• TEXT PASSAGE:
Critically, we show overlap between these genetic associations of normal immune homeostasis with previously-established autoimmune and infectious disease associations. This rich database provides a vital, publicly accessible bioresource as a bridge between genetic and immune discoveries that will expedite the identification of disease mechanisms in autoimmunity and infection.

Results

Subjects

The discovery stage comprised 497 female participants from the UK Adult Twin Register (TwinsUK). There were 75 complete monozygotic (MZ) twin pairs, 170 dizygotic (DZ) pairs, and 7 singletons (arising from QC failures in one co-twin). The mean age was 61.4 years (range: 40–77). The replication stage comprised a further 172 participants, mean age 58.2 years (range: 32–83), with 46 MZ, 118 DZ, and 8 singletons. We stained cryopreserved PBMC from each, using a set of seven 14-color immunophenotyping panels that delineate a large range of immune subsets (Figures 1A, S13). Immune traits analysed included the cell subset frequency (CSF, i.e., the proportionate representation of a given phenotype) and the surface protein expression level (SPEL, i.e., a quantitative measure of gene expression on a per-cell basis). The variability of all traits was assessed using longitudinal sampling on a small cohort of individuals as described in the Methods; of the 50,000 traits meeting the first filter criterion (Figure S4), the mean covariance across samples drawn 6 months apart is 0.86. All trait values and summary analyses including variability are available for download. Data and statistical analysis of the discovery stage was completed per a pre-defined statistical analysis plan before samples from the replication stage were thawed.

• REQUIRED TASKS:
a: Summarize the immune study excerpt in two sentences.
b: In the immune study excerpt, what is the mean covariance across samples drawn 6 months apart?
The records have no connection to the immune study excerpt.

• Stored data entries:
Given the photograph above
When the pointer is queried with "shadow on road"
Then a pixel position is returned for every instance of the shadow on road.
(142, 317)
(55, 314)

• ANSWERS FOR THIS EXERCISE:
a: The discovery stage included 497 female participants from the UK Adult Twin Register, and the replication stage included a further 172 participants. Cryopreserved PBMC from each participant were stained with seven 14-color immunophenotyping panels, and cell subset frequency and surface protein expression level were analyzed.

b: 0.86